Protective strategies include limiting exposure to symptom lists and support groups focused entirely on illness before establishing your own baseline experience, noticing whether you develop new symptoms after learning about them, considering whether your symptoms existed before diagnosis or emerged after, and seeking balance between medical support and activities/identities unrelated to your diagnosis.

Seeking Generalist Medical Perspective

Specialists have financial stakes in expanding their disease definitions and identifying more patients within their specialty. Generalists (primary care physicians), by contrast, have no stake in increasing diagnoses and are better positioned to notice when too much diagnosis has made a patient worse. If you’ve accumulated multiple diagnoses from different specialists, ask your primary care physician to review your entire medical file holistically. Ask whether these diagnoses explain your overall condition, whether there’s a simpler unifying explanation, whether any treatments are contradicting each other, and whether you’ve become over-medicalized.


Key Insights and Counterintuitive Perspectives

The Protective Power of Diagnostic Ignorance

Common belief holds that earlier diagnosis is always better and prevents harm. The book reveals that for conditions with no effective treatment or those decades away from symptom onset, the knowledge of disease can create more harm than benefit through decades of anxiety and life limitation.

Tests Are Subjective, Not Objective

Medical tests provide objective truth about disease presence—this is the common belief. The book reveals that all tests have false positive and false negative rates depending on calibration, timing, population, and interpretation. The same test result means different things in different contexts—making diagnosis fundamentally subjective despite appearing technical.

Given data:
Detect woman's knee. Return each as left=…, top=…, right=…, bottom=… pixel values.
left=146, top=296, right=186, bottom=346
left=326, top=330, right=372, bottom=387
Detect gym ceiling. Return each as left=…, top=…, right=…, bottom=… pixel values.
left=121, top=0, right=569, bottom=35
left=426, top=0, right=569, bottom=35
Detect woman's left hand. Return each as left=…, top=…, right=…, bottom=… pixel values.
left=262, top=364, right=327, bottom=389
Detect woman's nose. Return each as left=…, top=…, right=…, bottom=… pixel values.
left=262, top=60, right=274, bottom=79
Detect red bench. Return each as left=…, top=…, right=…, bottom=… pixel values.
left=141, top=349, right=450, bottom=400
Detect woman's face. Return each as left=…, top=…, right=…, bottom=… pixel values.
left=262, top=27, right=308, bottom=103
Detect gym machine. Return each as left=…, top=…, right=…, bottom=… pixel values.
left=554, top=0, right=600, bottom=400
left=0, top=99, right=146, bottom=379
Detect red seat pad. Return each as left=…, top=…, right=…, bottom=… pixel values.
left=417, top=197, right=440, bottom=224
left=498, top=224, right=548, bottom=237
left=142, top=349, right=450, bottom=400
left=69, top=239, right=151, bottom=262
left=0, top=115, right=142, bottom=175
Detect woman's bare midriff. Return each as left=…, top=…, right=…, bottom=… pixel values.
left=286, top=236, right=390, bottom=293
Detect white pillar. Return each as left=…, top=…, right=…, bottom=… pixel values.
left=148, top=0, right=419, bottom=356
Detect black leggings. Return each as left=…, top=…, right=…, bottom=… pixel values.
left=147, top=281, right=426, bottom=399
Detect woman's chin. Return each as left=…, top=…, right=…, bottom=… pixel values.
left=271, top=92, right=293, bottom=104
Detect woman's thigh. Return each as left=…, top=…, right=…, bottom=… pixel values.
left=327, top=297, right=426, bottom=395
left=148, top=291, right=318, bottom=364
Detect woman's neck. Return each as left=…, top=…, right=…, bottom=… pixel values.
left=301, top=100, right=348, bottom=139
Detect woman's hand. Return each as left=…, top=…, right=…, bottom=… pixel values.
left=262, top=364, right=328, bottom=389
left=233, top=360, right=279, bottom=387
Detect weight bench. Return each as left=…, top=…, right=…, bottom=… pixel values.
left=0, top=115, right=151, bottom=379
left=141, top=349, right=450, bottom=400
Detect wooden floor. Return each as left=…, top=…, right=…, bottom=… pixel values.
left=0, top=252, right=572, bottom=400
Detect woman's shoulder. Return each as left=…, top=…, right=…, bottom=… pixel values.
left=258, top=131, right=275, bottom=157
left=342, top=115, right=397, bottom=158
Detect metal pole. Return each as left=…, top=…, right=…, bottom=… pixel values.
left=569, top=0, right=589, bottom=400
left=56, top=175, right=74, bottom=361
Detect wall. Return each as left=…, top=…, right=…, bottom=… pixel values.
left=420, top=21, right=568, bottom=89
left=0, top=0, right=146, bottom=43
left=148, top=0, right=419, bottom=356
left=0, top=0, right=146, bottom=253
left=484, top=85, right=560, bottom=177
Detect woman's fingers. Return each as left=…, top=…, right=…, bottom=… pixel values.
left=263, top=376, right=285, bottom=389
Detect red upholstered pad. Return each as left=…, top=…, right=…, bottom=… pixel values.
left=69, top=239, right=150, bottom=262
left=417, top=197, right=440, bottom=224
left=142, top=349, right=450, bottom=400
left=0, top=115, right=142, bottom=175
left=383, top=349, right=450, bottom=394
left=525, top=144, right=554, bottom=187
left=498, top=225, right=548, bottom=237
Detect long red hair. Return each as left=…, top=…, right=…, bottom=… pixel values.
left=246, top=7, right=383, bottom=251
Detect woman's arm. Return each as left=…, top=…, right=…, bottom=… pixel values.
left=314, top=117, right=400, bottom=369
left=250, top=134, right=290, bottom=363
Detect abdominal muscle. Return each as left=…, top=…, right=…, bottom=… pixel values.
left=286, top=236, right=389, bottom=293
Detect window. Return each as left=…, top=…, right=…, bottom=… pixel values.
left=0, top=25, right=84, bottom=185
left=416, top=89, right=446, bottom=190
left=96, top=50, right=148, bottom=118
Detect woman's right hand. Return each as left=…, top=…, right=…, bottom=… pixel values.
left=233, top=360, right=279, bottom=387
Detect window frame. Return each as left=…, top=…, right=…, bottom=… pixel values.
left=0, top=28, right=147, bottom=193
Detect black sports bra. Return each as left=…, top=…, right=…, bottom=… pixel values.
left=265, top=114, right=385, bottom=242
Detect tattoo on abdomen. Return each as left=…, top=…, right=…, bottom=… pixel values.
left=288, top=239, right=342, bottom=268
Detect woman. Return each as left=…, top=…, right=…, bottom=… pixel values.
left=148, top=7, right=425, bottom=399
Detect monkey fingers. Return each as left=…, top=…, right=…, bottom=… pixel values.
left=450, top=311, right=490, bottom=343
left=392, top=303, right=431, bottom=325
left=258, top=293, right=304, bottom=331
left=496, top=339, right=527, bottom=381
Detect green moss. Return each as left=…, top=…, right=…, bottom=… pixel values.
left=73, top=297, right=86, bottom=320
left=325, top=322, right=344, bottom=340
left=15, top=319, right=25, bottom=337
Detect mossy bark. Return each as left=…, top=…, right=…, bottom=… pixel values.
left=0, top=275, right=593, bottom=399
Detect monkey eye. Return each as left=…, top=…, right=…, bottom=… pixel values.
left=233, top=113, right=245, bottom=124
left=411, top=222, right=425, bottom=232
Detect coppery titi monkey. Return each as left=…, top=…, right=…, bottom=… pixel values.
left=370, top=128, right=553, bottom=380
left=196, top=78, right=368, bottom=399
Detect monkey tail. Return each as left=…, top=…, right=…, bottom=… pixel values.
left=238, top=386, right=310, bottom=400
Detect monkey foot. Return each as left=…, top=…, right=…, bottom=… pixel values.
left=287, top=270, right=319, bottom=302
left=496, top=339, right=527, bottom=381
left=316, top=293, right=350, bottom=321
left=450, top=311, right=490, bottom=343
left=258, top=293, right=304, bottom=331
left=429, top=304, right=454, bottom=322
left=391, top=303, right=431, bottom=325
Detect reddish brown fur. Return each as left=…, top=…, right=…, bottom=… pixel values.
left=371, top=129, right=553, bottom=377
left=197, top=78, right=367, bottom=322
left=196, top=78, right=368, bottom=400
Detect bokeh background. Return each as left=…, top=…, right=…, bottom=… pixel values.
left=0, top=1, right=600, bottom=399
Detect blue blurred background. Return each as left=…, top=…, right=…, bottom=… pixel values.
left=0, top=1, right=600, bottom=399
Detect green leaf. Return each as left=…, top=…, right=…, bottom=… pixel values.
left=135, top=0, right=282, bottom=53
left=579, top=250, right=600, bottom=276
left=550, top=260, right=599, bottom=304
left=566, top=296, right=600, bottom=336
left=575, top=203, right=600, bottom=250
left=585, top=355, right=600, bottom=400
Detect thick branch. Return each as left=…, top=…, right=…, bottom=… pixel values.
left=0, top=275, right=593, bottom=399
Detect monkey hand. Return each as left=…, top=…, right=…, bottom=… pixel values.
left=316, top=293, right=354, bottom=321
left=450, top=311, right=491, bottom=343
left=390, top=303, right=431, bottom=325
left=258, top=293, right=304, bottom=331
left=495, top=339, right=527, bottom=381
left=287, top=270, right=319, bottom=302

Task instructions:
**1.** In the passage on medical overdiagnosis, why are generalists better positioned than specialists to notice when too much diagnosis has made a patient worse?
**2.** Extend the passage on medical overdiagnosis, starting after its last sentence.

Answers to the tasks:
**1.** Generalists have no stake in increasing diagnoses.

**2.**
Severe Autism Becomes Invisible When Mild Cases Expand

More diagnosis of autism is good because it identifies previously missed cases—this is the conventional view. The book reveals that as diagnostic criteria broaden to include milder presentations, discourse shifts toward mild cases, resources concentrate on high-functioning individuals, and severe autism becomes invisible.

Psychosomatic Illness Is Not Imaginary or Malingering

Many believe “psychosomatic” means “not real” or “all in your head.” The book reveals that psychosomatic illness is entirely real—the brain genuinely creates symptoms through expectation, fear, and predictive coding. The distinction matters: recognizing an illness as psychosomatic allows different treatment approaches.

Risk Factors Are Not Diseases, Yet Society Treats Them As Such

Having a BRCA variant means you will get cancer—this is how many people understand it. The book reveals that BRCA variants confer risk, not certainty. Unlike Huntington’s disease (certain if gene present), many BRCA carriers never develop cancer. Yet risk-reducing surgery decisions are made as though risk equals certainty.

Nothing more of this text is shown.